▶ [Challenge]: Word for word, copy all the data and drop the pictures.

▶ [Record list]:

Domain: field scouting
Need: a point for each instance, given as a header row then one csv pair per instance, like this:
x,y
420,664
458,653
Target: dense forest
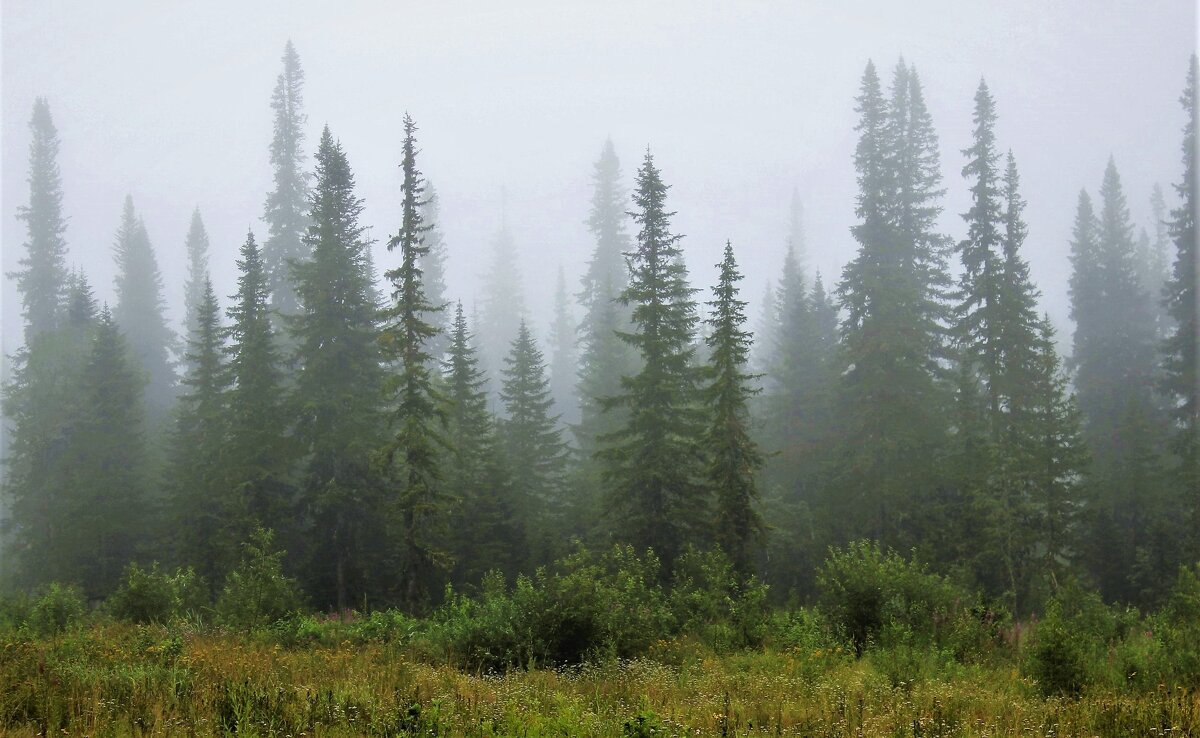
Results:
x,y
385,439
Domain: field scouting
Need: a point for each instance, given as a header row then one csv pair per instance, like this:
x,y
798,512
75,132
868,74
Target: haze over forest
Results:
x,y
171,105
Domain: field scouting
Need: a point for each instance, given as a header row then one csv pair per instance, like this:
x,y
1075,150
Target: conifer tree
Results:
x,y
417,413
201,498
655,498
486,533
337,388
503,305
1180,379
42,403
433,273
891,400
141,312
563,367
286,209
533,442
197,247
733,457
105,517
257,457
42,279
604,357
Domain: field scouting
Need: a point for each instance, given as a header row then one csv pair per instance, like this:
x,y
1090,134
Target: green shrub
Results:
x,y
257,593
149,595
60,607
863,589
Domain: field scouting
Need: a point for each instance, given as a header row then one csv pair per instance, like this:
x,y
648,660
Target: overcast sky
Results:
x,y
741,103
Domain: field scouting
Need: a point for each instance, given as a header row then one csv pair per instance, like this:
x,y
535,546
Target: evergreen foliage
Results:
x,y
733,457
654,463
42,279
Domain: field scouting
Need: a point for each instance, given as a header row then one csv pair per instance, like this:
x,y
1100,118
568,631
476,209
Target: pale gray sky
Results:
x,y
741,103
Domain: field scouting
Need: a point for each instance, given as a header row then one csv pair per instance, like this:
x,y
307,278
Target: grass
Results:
x,y
121,679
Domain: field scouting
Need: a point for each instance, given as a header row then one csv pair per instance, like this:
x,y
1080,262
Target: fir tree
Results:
x,y
433,273
42,405
1180,381
197,247
486,533
733,457
42,279
655,498
891,401
503,306
417,413
105,517
604,357
257,457
337,389
533,442
563,367
141,312
286,210
201,499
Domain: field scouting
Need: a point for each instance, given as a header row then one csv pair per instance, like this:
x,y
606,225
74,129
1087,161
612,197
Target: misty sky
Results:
x,y
741,103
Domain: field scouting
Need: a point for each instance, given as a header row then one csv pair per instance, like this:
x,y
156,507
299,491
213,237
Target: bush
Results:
x,y
257,593
60,607
149,595
864,589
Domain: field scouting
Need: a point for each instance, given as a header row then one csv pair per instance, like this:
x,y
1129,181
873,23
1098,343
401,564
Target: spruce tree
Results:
x,y
485,531
503,304
654,466
141,312
1180,379
340,381
892,406
733,457
604,358
257,457
197,249
417,414
433,273
42,279
42,406
286,209
533,443
105,517
563,366
201,501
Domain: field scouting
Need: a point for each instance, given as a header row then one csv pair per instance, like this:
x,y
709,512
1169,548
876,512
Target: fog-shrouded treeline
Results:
x,y
396,438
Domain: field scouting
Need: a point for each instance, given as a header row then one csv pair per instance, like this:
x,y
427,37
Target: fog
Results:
x,y
741,103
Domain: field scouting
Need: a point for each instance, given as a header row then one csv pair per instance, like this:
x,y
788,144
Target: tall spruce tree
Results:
x,y
604,357
257,457
287,205
563,366
337,389
197,250
42,279
655,496
1180,381
42,403
486,532
891,400
733,457
533,444
433,273
141,312
503,305
417,415
105,519
201,501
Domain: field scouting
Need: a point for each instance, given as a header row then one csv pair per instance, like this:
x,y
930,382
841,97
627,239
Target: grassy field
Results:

▶ [Solved exercise]:
Domain: field scouting
Need: a point for each instance, given as a header row then one csv pair per instance, like this:
x,y
420,664
458,653
Target: dense forest
Results:
x,y
385,439
Domain: field scouting
Need: a point for each instance, given as a header row then one csv pair per instance, like this:
x,y
798,512
75,132
868,74
Target: haze over forest
Results:
x,y
171,105
Domain: field scouting
Need: a point for each instance, given as a header row then one csv pair per instance, like this:
x,y
1075,150
Target: conifer tree
Results:
x,y
417,413
201,498
655,498
486,533
337,388
503,305
1180,379
42,403
433,273
891,400
141,312
563,367
286,209
533,442
197,247
733,457
105,517
257,457
42,279
604,357
Domain: field scouting
Need: a point for each instance, given as a header row then one csv pair per instance, like this:
x,y
1090,134
Target: green shrub
Results:
x,y
257,593
149,595
60,607
863,589
Domain: field scouting
Need: a point for each instance, given as a header row then one csv pair per instance, like this:
x,y
648,660
Target: overcast sky
Results:
x,y
741,103
Domain: field scouting
Need: a point for each instance, given as a header row then one csv pair per instance, like this:
x,y
535,546
Target: evergreen foliage
Results:
x,y
733,457
654,463
42,279
Domain: field scouting
Need: a point for each instance, given as a header row then one csv pair per instance, like this:
x,y
1100,118
568,631
476,209
Target: pale gray sky
Results:
x,y
741,103
Domain: field scouting
Need: a point for each instance, given as a header row then one csv pair per instance, like this:
x,y
307,278
Target: grass
Results:
x,y
121,679
Domain: field scouting
Need: a point for each instance, given as a header row then one csv pair per instance, like this:
x,y
1080,262
Target: fir tree
Results:
x,y
433,273
42,405
1180,381
197,247
486,533
733,457
42,279
655,498
891,401
503,306
417,413
105,517
604,357
257,457
337,389
533,442
563,367
141,312
286,210
201,499
Domain: field scouting
Need: a point for each instance, given as a header row then one csv pair per instance, like this:
x,y
606,225
74,129
1087,161
612,197
Target: misty sky
Results:
x,y
741,103
Domain: field scouting
Need: a point for each instance, given as a header row then one csv pair per instance, like this:
x,y
156,507
299,491
213,237
Target: bush
Results:
x,y
257,593
60,607
149,595
864,589
Domain: field scouting
Need: a point for each instance, given as a header row then one csv pair per instance, like this:
x,y
1129,181
873,23
1098,343
401,564
Target: spruce tree
Results:
x,y
485,531
503,304
654,466
141,312
1180,379
340,381
892,406
733,457
604,358
257,457
197,249
417,414
433,273
42,279
42,406
286,209
533,443
105,517
563,366
201,501
Domain: field scouting
Need: a point for each instance, given as a header row then one csv pair per instance, like this:
x,y
709,512
1169,548
876,512
Target: fog-shrouded treeline
Results:
x,y
396,438
Domain: field scouting
Need: a point for each instance, given as a header row then one csv pair per instance, like this:
x,y
427,37
Target: fog
Results:
x,y
741,103
Domain: field scouting
Need: a point for each instance, given as a header row then one csv pair per instance, like this:
x,y
788,144
Target: tall spruce tree
Results:
x,y
604,357
257,457
287,205
563,366
337,389
197,250
42,279
655,496
1180,381
42,403
486,532
891,400
733,457
533,444
433,273
141,312
503,305
417,415
105,519
201,501
Domain: field scouting
Need: a point for each instance, given as a header row then one csv pair per instance, like this:
x,y
930,382
841,97
627,239
Target: grassy field
Results:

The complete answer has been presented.